━━ Reading text ━━
September 10, 2021

Christ the Cornerstone

Discipleship requires self-sacrificing love

Archbishop Charles C. Thompson

“Whoever wishes to come after me must deny himself, take up his cross, and follow me. For whoever wishes to save his life will lose it, but whoever loses his life for my sake and that of the Gospel will save it” (Mk 8:34-35).

The Gospel reading for the Twenty-Fourth Sunday in Ordinary Time (Mk 8:27-35) teaches us about the nature of Christian discipleship. If we wish to follow Jesus, we must be willing to set aside our personal interests, including our comfort and security, and “take up our cross,” the cruel instrument of capital punishment that was the cause of Jesus’ death.

Pope Francis reminds us frequently that we cannot be passive or indifferent—remaining on our “comfortable couches.” In his Angelus message on Aug. 30, 2020, Pope Francis said, “The life of Christians is always a struggle. The Bible says that the life of the believer is a militancy: fighting against the bad spirit, fighting against evil. If we want to be [Jesus’] disciples, we are called to imitate him, expending our life unreservedly out of love of God and neighbor.”

In Sunday’s Gospel, Jesus asks his disciples, “Who do people say that I am?” (Mk 8:27) They repeat what they have heard people speculate: Some say John the Baptist, others Elijah, still others one of the prophets. “But who do you say that I am?” Jesus asks. Peter said to him in reply, “You are the Christ” (Mk 8:29).

Peter’s bold affirmation of Jesus’ identity as the Anointed One, the long-awaited Messiah, does not prevent him from protesting against Jesus’ prophecy that “the Son of Man must suffer greatly and be rejected by the elders, the chief priests, and the scribes, and be killed, and rise after three days” (Mk 8:31).
━━━
## Aim of the exercise
Return the passage from the column on discipleship starting with "Discipleship requires self-sacrificing" and going on through "of Jesus’ death.", word for word.
━━ Given data ━━
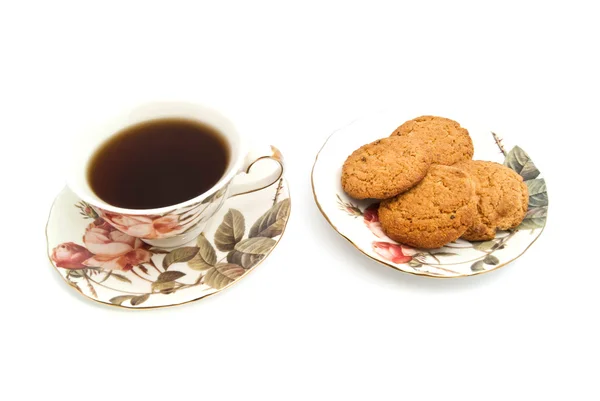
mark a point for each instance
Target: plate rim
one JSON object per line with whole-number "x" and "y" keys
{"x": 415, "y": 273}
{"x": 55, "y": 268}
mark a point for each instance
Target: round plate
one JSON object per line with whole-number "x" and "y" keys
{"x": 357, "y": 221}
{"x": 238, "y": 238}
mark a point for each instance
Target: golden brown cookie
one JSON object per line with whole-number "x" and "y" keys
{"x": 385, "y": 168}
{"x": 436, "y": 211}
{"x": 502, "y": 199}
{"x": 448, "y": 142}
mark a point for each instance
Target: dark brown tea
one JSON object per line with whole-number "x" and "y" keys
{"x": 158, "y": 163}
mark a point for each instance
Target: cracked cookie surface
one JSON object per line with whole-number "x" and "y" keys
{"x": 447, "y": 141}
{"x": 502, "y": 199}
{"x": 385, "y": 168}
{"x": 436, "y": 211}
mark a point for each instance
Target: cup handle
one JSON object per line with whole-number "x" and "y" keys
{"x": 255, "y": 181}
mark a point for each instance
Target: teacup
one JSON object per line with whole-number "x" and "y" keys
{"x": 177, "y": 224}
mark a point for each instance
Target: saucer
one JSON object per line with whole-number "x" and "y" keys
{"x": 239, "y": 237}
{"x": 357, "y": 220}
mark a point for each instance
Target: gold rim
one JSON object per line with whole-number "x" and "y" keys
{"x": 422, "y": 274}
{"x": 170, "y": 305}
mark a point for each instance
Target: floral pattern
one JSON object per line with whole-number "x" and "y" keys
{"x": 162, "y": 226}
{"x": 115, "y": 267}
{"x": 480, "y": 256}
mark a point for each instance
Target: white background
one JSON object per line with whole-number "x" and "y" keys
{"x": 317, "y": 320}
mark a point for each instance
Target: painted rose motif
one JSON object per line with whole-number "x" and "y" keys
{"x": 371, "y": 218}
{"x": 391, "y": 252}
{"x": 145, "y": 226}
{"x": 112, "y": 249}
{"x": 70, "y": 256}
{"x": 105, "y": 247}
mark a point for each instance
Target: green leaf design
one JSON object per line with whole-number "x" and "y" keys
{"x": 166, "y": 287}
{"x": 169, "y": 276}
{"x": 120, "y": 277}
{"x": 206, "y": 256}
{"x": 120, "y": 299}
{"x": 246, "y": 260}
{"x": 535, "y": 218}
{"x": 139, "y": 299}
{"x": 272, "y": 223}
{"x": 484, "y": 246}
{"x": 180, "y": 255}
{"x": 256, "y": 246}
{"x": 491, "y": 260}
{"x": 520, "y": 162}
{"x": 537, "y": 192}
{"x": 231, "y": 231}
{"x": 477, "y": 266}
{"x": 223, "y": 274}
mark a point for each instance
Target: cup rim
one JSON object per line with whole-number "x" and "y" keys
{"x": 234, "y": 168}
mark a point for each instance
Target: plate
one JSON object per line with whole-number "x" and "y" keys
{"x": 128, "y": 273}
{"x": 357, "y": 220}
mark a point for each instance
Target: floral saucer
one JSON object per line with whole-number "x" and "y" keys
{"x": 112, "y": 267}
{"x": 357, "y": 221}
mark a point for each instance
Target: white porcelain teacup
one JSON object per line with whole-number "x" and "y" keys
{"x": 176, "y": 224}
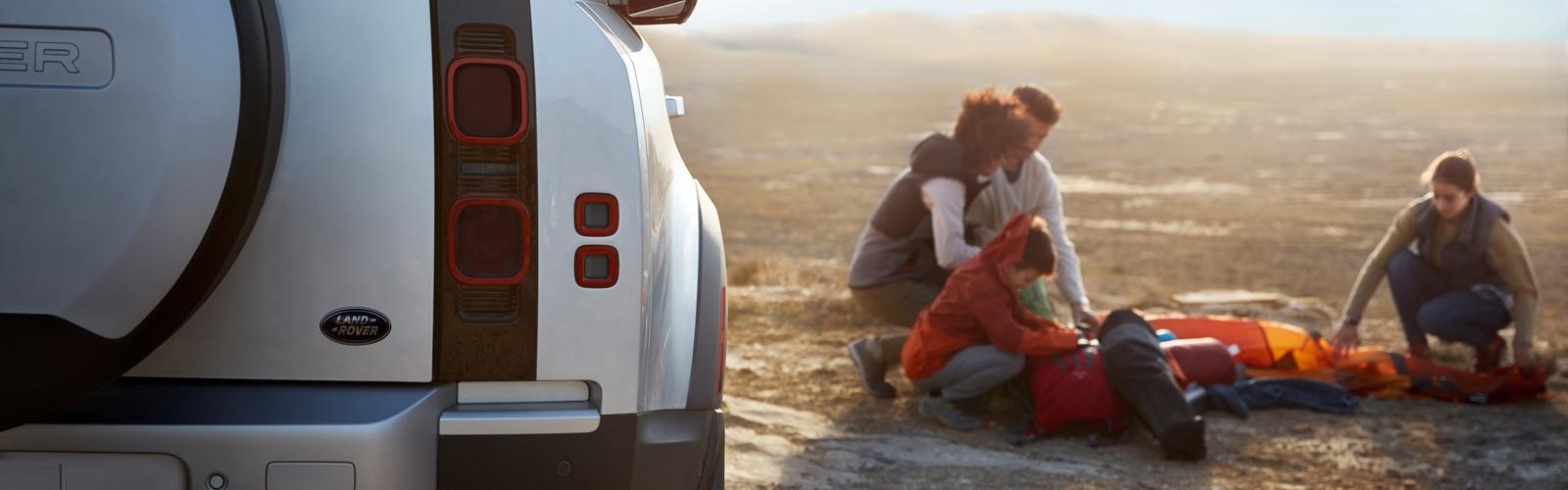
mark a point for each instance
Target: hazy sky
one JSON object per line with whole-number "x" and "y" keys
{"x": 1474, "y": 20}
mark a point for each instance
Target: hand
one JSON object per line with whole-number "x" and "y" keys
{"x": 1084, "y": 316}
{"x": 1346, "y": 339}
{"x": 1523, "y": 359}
━━━
## Correct output
Discipleship requires self-sacrificing love

Archbishop Charles C. Thompson

“Whoever wishes to come after me must deny himself, take up his cross, and follow me. For whoever wishes to save his life will lose it, but whoever loses his life for my sake and that of the Gospel will save it” (Mk 8:34-35).

The Gospel reading for the Twenty-Fourth Sunday in Ordinary Time (Mk 8:27-35) teaches us about the nature of Christian discipleship. If we wish to follow Jesus, we must be willing to set aside our personal interests, including our comfort and security, and “take up our cross,” the cruel instrument of capital punishment that was the cause of Jesus’ death.